OPDRACHTEN:
A. Typ het stuk van "Het is voorseizoen" tot en met "de lokale ondernemers." letterlijk over uit het fragment over Antalya.
B. Beantwoord de volgende vragen aan de hand van het fragment over Antalya.
(i) Aan wie wordt dank betuigd voor de Lycian Way?
(ii) Hoe lang is de oude binnenstad al in verbouwing?
(iii) Waartoe beperkt de lokale overheid zich bij de opknapwerkzaamheden?
C. Ga door met het fragment over Antalya vanaf het punt waar het ophoudt.

FRAGMENT:
%%
Na onze wandeltocht door het prachtige berggebied in zuidwest Turkije, over de oude paden van de Lycian Way (met dank aan Kate Clow die er een echte LAW van gemaakt heeft) verblijven we een aantal dagen in Antalya.
Het is voorseizoen en de grote stroom toeristen moet nog komen. Ons hotel staat in de oude stad, met de kenmerkende huizen in Ottomaanse bouwstijl – vroeger van hout, tegenwoordig veelal steen en pleisterwerk, met uitstekende erkers die het straatbeeld intiemer maken. In de plint de toegang tot het hotel of de vele winkeltjes met kleden, tapijten, keramiek, kleding en veel horeca. De oude binnenstad is sinds 30 jaar in verbouwing, pand voor pand wordt opgeknapt, vaak met privaat geld, de lokale overheid beperkt zich tot de openbare ruimte. In feite is het hele gebied een museum en markt ineen, waar vooral veel onderhandeld en verdiend wordt. Aan ons natuurlijk, want hoe goed wij als westerlingen ook denken te kunnen onderhandelen, de winstmarges zijn groot genoeg voor de lokale ondernemers.
%%
AANGELEVERD MATERIAAL:
%%
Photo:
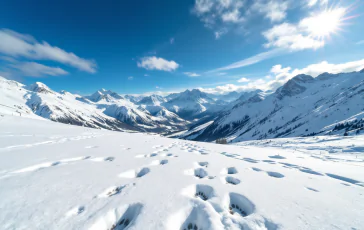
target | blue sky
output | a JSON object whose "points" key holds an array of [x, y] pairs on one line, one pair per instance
{"points": [[144, 46]]}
%%
RESULTATEN:
A.
Het is voorseizoen en de grote stroom toeristen moet nog komen. Ons hotel staat in de oude stad, met de kenmerkende huizen in Ottomaanse bouwstijl – vroeger van hout, tegenwoordig veelal steen en pleisterwerk, met uitstekende erkers die het straatbeeld intiemer maken. In de plint de toegang tot het hotel of de vele winkeltjes met kleden, tapijten, keramiek, kleding en veel horeca. De oude binnenstad is sinds 30 jaar in verbouwing, pand voor pand wordt opgeknapt, vaak met privaat geld, de lokale overheid beperkt zich tot de openbare ruimte. In feite is het hele gebied een museum en markt ineen, waar vooral veel onderhandeld en verdiend wordt. Aan ons natuurlijk, want hoe goed wij als westerlingen ook denken te kunnen onderhandelen, de winstmarges zijn groot genoeg voor de lokale ondernemers.

B.
(i) Aan Kate Clow.
(ii) Sinds 30 jaar.
(iii) Tot de openbare ruimte.

C.
De ondernemers die ik in Antalya spreek, vinden dat er veel meer geld te verdienen is in Istanbul, maar zij hebben allemaal een reden om in deze kustplaats te zijn. Bijvoorbeeld Ramazan Gumus, die een winkel heeft in jacht- en visspullen, maar vooral in het buitenland zit en zich bezig houdt met zonnepanelen en andere vormen van duurzame energie. Daar is in Antalya nog een mooie slag mee te maken, want hoewel zo’n beetje ieder huis zonne-energie gebruikt om warm water mee op te wekken, zijn er bijna geen zonnepanelen zichtbaar die uitsluitend dienen voor electriciteit. Daar ziet meneer Gumus een prachtige kans. Maar hij ziet zo’n kans ook in Zuid Afrika waar hij al druk aan de slag is.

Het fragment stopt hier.